» **Page extract**
* * * * *
Ottoman society was formally divided into two broad legal categories: the askeri (the military-administrative class) and the reaya (the taxable commoners). The askeri included the sultan, his household, the members of the divan, the military officers, the judges, the teachers, and the religious scholars. The reaya were everyone else — peasants, artisans, merchants, and townspeople, regardless of religion.

In practice, the empire was also a deeply hierarchical world in which rank was expressed in the color of one’s turban, the fabric of one’s robe, the number of horses in one’s retinue, and the size of one’s household. Beneath this hierarchy, however, Ottoman society was more socially mobile than many of its European contemporaries. The devshirme system regularly raised Christian peasant boys to the highest offices of state, and wealthy merchants, Jewish bankers, Greek Phanariots, and Armenian architects often amassed fortunes and influence rivaling those of Muslim officials.

The role of religion

Islam was the state religion, and the sultan was both a political ruler and, in legal theory, the protector of the faith and the shadow of the caliph after the Mamluk sultanate was absorbed in 1517. Yet the empire was, from the beginning, organized around the principle of the millet — a confessional community with its own courts, schools, and personal-status law. The Orthodox Greeks, the Armenian Gregorians, and the Jews each had their recognized millet with its own spiritual leader, while the Ottomans left the various Christian churches and synagogues free to govern their own flocks in exchange for loyalty and the payment of the jizya tax.

The result was a social landscape in which a single neighborhood in Istanbul, Cairo, or Thessaloniki might contain a mosque, a Greek church, an Armenian chapel, a synagogue, a hamam, a school, and a coffeehouse within a few streets of one another. Religious tolerance was pragmatic rather than idealistic — the Ottomans were no more tolerant than they had to be — but it produced a remarkably plural urban culture.
* * * * *
» **Dataset entries**

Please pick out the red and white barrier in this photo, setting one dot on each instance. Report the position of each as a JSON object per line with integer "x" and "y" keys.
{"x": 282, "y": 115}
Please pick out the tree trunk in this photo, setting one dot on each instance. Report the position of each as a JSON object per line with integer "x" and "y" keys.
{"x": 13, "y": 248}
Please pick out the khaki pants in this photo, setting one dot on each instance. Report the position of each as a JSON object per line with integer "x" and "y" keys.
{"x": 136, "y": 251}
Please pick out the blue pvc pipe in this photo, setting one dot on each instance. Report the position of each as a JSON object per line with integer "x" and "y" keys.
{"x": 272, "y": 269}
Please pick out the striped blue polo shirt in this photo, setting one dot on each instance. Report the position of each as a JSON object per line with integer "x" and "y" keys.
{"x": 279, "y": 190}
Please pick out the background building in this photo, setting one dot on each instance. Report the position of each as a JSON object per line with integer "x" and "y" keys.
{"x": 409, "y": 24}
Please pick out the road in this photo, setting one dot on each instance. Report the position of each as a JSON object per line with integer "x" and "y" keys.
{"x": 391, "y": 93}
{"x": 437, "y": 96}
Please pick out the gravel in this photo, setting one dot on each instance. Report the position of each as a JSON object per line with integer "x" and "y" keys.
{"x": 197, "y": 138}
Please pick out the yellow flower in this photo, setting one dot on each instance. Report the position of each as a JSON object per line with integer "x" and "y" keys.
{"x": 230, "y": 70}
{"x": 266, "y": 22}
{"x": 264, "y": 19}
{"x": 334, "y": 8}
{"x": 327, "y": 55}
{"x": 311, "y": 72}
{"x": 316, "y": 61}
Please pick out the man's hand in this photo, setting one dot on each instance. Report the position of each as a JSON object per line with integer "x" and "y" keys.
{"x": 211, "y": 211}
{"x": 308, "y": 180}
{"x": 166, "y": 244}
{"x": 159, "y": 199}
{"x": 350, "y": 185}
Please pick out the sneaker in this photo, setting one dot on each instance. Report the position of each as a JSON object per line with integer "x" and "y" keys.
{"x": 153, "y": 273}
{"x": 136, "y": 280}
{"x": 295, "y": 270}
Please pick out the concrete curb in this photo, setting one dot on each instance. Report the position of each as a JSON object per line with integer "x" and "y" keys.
* * * * *
» **Work request 1**
Duplicate the passage on Ottoman society from "In practice, the" up to and including "of Muslim officials.".
» **Work request 2**
Write the next part of the passage on Ottoman society, picking up after its final sentence.

» **Answer box 1**
In practice, the empire was also a deeply hierarchical world in which rank was expressed in the color of one’s turban, the fabric of one’s robe, the number of horses in one’s retinue, and the size of one’s household. Beneath this hierarchy, however, Ottoman society was more socially mobile than many of its European contemporaries. The devshirme system regularly raised Christian peasant boys to the highest offices of state, and wealthy merchants, Jewish bankers, Greek Phanariots, and Armenian architects often amassed fortunes and influence rivaling those of Muslim officials.

» **Answer box 2**
The city and the village

About a quarter of the Ottoman population lived in cities, and the great metropolises — Istanbul, Cairo, Bursa, Edirne, Damascus, Aleppo, Baghdad, Salonica — were some of the largest in the world. The rest lived in villages, on farms, or as semi-nomadic herders. The cities were organized into quarters, each dominated by a particular trade, ethnic group, or religious community, and each with its own mosque or church, its own bakery, its own fountain, and its own hamam.

The village, by contrast, was governed by custom and by the village imam or priest, and it was the village — not the city — that the traveler Evliya Çelebi, the great seventeenth-century Ottoman writer, sometimes missed most when he was on the road. His ten-volume Seyahatname describes a rural world of hospitality, weddings, harvest songs, and dervish lodges that endured well into the modern period.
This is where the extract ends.